▸ STATED GOAL: Revise the entries from the very start through the line containing "top-left (0, 193), bottom-right (89, 245)", putting "wet asphalt" in place of "wet concrete" and leaving everything else as it is.

[BEGIN]

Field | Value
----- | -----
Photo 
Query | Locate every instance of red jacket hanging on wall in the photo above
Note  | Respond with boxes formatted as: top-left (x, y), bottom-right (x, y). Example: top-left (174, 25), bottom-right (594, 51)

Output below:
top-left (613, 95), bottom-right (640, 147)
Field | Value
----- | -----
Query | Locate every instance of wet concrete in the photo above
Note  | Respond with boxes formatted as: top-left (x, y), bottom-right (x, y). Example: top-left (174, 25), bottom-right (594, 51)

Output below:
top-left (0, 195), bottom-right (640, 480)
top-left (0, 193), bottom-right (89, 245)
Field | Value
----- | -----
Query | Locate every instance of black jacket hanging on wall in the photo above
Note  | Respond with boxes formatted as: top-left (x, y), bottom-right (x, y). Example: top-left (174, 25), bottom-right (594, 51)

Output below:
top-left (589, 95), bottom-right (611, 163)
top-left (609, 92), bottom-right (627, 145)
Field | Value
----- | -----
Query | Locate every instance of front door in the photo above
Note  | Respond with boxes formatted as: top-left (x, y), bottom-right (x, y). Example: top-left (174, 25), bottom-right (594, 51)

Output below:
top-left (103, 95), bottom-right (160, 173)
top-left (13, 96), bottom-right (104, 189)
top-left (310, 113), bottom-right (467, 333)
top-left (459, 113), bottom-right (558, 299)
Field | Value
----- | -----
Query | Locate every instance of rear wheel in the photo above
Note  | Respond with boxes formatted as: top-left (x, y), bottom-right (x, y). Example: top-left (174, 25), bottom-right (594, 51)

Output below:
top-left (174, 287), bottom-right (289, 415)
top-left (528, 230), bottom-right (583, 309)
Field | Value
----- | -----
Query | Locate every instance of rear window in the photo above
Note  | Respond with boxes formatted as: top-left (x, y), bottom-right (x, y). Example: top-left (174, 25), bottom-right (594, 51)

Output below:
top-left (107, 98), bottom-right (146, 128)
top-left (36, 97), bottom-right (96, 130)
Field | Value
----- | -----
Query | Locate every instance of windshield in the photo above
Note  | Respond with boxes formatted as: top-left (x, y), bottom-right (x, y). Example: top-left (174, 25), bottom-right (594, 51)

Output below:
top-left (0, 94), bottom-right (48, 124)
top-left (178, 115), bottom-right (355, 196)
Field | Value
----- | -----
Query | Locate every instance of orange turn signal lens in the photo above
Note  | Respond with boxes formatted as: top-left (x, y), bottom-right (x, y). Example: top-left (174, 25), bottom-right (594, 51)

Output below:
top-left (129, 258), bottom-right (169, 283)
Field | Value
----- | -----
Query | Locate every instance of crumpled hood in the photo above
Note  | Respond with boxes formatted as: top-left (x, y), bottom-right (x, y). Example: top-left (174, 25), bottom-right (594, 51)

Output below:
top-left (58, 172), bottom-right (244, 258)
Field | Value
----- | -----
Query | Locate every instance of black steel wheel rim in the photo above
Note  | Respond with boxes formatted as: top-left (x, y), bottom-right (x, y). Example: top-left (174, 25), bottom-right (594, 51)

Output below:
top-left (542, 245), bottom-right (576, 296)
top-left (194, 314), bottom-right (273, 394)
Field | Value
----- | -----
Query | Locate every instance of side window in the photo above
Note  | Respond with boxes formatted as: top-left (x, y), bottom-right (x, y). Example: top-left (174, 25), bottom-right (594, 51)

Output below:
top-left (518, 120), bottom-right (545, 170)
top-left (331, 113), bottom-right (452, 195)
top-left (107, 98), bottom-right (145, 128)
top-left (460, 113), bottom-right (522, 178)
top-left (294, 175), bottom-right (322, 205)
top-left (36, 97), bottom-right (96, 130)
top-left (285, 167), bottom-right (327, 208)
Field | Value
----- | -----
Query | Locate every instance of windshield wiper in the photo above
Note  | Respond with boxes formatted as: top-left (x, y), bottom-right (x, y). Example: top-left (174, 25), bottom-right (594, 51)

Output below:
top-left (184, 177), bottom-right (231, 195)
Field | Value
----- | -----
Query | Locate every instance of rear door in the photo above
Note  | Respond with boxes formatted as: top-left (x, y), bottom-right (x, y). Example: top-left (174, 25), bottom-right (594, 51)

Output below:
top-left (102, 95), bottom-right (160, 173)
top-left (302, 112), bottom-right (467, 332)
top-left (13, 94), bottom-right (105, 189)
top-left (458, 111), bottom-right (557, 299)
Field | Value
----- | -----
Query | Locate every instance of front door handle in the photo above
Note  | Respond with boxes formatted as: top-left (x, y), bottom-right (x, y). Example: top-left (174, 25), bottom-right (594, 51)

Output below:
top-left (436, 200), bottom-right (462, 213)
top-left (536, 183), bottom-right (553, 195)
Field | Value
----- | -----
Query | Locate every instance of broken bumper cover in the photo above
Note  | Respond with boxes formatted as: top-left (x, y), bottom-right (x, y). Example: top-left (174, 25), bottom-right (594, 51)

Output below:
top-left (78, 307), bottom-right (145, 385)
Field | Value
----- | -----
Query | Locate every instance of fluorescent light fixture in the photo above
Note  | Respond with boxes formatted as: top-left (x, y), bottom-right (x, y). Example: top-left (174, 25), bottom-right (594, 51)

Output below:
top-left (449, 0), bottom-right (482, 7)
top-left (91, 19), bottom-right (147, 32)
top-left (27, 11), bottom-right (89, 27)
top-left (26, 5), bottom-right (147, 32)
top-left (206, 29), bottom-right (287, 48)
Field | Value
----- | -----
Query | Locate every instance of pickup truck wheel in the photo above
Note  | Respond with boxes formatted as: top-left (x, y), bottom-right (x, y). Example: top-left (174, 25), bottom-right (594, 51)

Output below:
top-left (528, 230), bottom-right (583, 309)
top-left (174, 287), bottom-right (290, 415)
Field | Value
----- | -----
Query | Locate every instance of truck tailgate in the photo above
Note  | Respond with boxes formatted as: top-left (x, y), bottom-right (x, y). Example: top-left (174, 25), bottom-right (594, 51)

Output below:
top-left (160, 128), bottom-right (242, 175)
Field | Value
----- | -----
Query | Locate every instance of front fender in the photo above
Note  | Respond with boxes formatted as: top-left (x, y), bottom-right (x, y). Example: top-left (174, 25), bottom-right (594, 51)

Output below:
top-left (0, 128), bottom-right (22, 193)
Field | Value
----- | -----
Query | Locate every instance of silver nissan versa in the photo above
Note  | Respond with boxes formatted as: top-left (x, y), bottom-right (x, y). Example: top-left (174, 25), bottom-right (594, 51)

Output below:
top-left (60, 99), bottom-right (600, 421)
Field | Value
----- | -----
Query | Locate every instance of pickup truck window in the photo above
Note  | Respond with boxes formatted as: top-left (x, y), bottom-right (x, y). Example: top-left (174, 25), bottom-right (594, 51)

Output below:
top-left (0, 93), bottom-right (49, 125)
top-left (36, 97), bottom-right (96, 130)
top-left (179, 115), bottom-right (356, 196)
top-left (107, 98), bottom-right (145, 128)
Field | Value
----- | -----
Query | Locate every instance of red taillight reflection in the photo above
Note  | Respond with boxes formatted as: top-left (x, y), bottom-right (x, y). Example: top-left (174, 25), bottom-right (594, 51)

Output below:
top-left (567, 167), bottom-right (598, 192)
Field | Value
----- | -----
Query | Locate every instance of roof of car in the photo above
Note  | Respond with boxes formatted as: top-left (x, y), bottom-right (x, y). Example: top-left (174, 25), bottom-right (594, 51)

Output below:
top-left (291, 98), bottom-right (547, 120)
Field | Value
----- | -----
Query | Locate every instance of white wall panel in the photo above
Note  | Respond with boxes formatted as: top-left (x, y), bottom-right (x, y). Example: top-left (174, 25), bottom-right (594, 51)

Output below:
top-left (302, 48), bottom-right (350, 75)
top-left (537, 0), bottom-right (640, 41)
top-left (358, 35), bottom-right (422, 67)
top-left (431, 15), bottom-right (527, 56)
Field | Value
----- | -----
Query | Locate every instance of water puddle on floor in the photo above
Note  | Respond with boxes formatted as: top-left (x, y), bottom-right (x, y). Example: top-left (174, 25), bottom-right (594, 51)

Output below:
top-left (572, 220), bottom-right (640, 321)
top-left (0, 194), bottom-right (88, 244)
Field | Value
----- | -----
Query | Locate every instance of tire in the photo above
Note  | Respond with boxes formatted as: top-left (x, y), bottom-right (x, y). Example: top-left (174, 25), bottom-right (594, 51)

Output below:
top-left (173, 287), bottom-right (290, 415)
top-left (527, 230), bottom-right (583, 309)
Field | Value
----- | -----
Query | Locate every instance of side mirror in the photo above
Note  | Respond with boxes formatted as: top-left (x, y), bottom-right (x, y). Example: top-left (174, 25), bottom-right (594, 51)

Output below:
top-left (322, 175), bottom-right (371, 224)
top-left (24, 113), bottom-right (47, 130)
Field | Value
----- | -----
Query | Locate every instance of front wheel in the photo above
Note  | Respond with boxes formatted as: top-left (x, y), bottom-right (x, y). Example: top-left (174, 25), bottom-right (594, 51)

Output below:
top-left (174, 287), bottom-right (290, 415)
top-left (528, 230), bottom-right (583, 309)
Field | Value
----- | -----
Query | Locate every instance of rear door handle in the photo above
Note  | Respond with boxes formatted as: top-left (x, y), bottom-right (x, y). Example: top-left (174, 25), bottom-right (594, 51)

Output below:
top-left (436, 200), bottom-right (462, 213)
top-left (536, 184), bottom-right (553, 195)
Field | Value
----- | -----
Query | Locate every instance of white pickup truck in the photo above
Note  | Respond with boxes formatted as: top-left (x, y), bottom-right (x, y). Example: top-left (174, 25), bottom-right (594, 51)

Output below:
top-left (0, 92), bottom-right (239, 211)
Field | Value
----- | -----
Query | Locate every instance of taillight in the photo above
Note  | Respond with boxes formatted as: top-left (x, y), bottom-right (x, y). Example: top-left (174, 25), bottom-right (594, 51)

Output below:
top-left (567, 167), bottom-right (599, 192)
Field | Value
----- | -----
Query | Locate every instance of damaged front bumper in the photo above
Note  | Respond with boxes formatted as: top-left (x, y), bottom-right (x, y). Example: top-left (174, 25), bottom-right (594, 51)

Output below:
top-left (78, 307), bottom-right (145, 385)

[END]

▸ ANSWER TO THIS TASK:
Field | Value
----- | -----
Photo 
Query | Locate every instance of red jacket hanging on wall in the photo above
Note  | Respond with boxes formatted as: top-left (x, y), bottom-right (x, y). Example: top-left (174, 25), bottom-right (594, 51)

Output below:
top-left (613, 95), bottom-right (640, 147)
Field | Value
----- | -----
Query | Locate every instance of wet asphalt in the photo above
Note  | Respond with boxes formatted as: top-left (x, y), bottom-right (x, y). Example: top-left (174, 25), bottom-right (594, 51)

Output below:
top-left (0, 195), bottom-right (640, 480)
top-left (0, 193), bottom-right (89, 245)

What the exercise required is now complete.